Texto de origem
____

Ah, um homem é só uma criança grande e os homens, mesmo muito velhos, morrem meninos, escrevi há uns bons vinte anos.

domingo, 26 de abril de 2020

Dos meus treinos diários de Tai Chi

Parte final do meu treino da manhã, lá para o meio-dia, que não sou de madrugadas, menos ainda em sábado feriado.

segunda-feira, 16 de março de 2020

Um encontro em Samarcanda

Conta-se que um servo, aflito, procurou o senhor: Empresta-me o teu cavalo mais rápido para fugir para Samarcanda!
Porquê?, perguntou o senhor, atónito.
É que me cruzei com a Morte no mercado, e ela deitou-me um olhar esquisito que me apavorou.
O senhor emprestou o cavalo; mas ficou a remoer: não está certo a Morte levar-me tão bom servo. E foi procurá-la ao mercado.
Diz lá, ó Morte, porque é que há pouco olhaste para o meu servo de forma estranha?

Ah, fiquei surpreendida por o ver aqui, que tenho um encontro com ele, hoje, em Samarcanda!

sexta-feira, 14 de fevereiro de 2020

Cartas de amor

“Também escrevi em meu tempo cartas de amor,
Como as outras,
Ridículas.”
(Álvaro de Campos)

Estava no turno da meia-noite às oito quando camarada recentemente admitido na fábrica veio ter comigo. Tinha a tropa feita, queria constituir família, contava, e eu ouvia-o, sem nunca desfitar a máquina nem me desconcentrar, que ali as distrações pagavam-se caro: queimaduras, dedos esmagados, mãos amputadas até.

____

Dados apresentados
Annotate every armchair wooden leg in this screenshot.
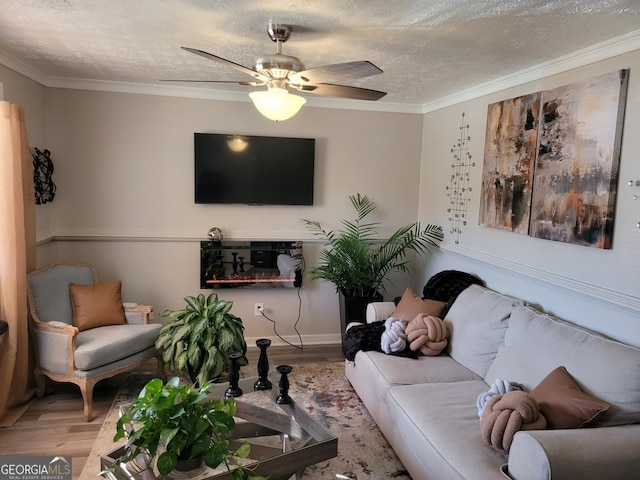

____

Detalhes do exercício
No texto de origem, para que cidade queria o servo fugir no cavalo do senhor? Não é preciso consultar o material.

Solução
Para Samarcanda.